The use of the Blue Book published by National Market Reports, Inc., in the valuation of trucks (tractors) for taxation has been approved by this Court. In re Block Company, 270 N.C. 765, 155 S.E. 2d 263. In that case he replied, at least in part, upon G.S. 105-428, which statute, by its terms, had no application to Forsyth County. It was repealed in 1971. We do not construe the omission of Forsyth from the list of counties to which G.S. 105-428 was made applicable as a prohibition against the use of the Blue Book for such purpose in Forsyth County. As we said in the Block Company case, at page 769:
“The task of examining and appraising each of the thousands of trucks and cars in [Forsyth] County would *388be almost impossible. To avoid this, the County is justified in using some recognized dependable and uniform method of valuing them. There is no ‘the’ Blue Book nor a ‘the’ Red Book, any more than there is a ‘the’ Almanac, but the authorities may use this type publication as a guide, and in the absence of merited complaint adopt figures given by the publication as valuations which would be subject to the assessment ratio. But we know that not all 1964 Buicks, for instance, are of the same value. One may have been driven 200,000 miles and be almost worn out while another had been carefully driven for only 6,000 or 8,000 miles. One may be wrecked and damaged almost to the extent of uselessness, in which event the taxpayer would be entitled to some consideration. And the owner making such a showing should not be taxed upon the arbitrary valuation placed in a publication giving no consideration to the condition of the article.” (Emphasis added.)
Obviously, the Blue Book figure is an estimate as to the value of the average vehicle in the designated class. Its reliability increases, however, when used as a guide to the value of the units in a large fleet of vehicles, such as that here in question. The use of such a publication and its uniform application to all such vehicles listed by all taxpayers in the county cannot be deemed arbitrary per se. As suggested in the appeal of the Block Company, supra, the burden is upon the complaining taxpayer to show that the application of such standard to his vehicles results in their being appraised at a figure in excess of their market value. G.S. 143-318 does not apply to county authorities. The Blue Book was introduced without objection at the State Board hearing. Furthermore, it is within an exception to the Hearsay Rule. See, Stansbury, N. C. Evidence, 2d Ed., § 165.

What to produce:
Answer these questions from the court opinion on Blue Book valuation:
(a) In what year was G.S. 105-428 repealed?
(b) In the quoted passage, how many miles has the nearly worn-out 1964 Buick been driven?
(c) Who bears the burden of showing that the Blue Book standard puts the vehicles above their market value?
The lines that come next have no connection to the opinion.

Source data:
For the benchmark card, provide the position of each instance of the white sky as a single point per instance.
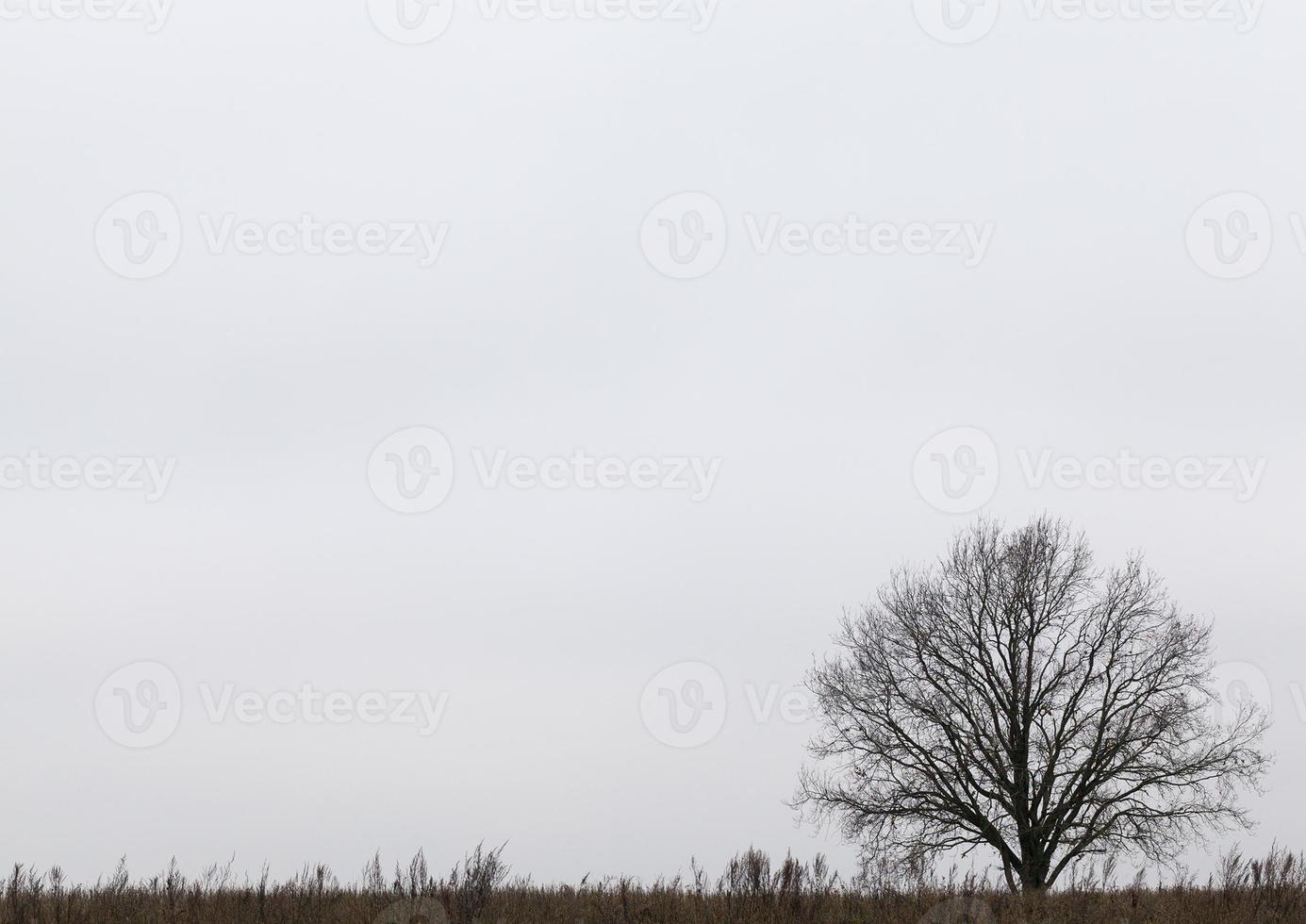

Exercise output:
(a) 1971
(b) 200,000 miles
(c) The complaining taxpayer